▶ _What is asked_
Rewrite everything from the start of the entries down to the line containing "POLYGON ((36 60, 36", both ends included, raising every coordinate in the answer outlines by 88. Keep the numbers in the requests and their layout samples unchanged.
━━━━━ Items ━━━━━
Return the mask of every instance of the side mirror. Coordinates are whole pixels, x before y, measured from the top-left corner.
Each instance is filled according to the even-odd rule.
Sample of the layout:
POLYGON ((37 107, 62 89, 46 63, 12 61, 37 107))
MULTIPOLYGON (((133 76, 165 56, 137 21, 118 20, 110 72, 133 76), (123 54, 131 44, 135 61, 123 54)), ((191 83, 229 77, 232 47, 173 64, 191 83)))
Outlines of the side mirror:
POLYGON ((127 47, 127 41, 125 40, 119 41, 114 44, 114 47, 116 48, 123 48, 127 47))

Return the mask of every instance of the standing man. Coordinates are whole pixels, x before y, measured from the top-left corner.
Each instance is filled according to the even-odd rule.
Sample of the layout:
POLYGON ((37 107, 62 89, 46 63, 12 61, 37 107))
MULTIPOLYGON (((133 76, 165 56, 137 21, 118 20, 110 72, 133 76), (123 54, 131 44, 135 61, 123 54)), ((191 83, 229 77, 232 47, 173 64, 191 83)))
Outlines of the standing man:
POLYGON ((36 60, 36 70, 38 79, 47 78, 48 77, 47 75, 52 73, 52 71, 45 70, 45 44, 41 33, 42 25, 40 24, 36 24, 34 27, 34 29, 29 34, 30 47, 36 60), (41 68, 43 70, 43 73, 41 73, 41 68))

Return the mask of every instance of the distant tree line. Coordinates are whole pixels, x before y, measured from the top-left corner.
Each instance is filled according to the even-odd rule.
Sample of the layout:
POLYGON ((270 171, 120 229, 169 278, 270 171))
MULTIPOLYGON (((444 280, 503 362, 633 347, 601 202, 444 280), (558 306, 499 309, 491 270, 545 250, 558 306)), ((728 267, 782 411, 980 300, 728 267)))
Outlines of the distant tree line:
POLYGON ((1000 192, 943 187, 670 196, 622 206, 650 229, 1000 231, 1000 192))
━━━━━
▶ _Result of the exercise_
Return the mask of every instance of the side mirror. Coordinates are whole pixels, x before y, measured from the top-left corner.
Each instance is filled according to the even-odd rule.
Sample of the layout:
POLYGON ((37 107, 62 89, 46 63, 12 61, 37 107))
MULTIPOLYGON (((133 76, 165 56, 137 21, 118 20, 110 72, 133 76), (123 54, 131 44, 135 61, 123 54)), ((191 83, 229 77, 232 47, 173 64, 191 83)))
Outlines of the side mirror:
POLYGON ((215 135, 215 129, 213 128, 207 129, 202 132, 202 135, 204 136, 211 136, 215 135))

Return the mask of every instance of the standing man. Coordinates are whole pixels, x before y, measured from the top-left corner.
Each instance is filled according to the even-odd rule.
Sample of the layout:
POLYGON ((37 107, 62 89, 46 63, 12 61, 37 107))
MULTIPOLYGON (((133 76, 165 56, 137 21, 118 20, 110 72, 133 76), (123 54, 131 44, 135 61, 123 54)), ((191 83, 229 77, 232 47, 173 64, 191 83)))
Outlines of the standing man:
POLYGON ((124 148, 124 158, 126 167, 135 166, 136 165, 135 163, 140 161, 140 159, 133 158, 133 132, 129 121, 130 113, 128 112, 124 112, 122 115, 122 117, 117 122, 118 135, 124 148), (129 156, 131 158, 131 161, 129 161, 129 156))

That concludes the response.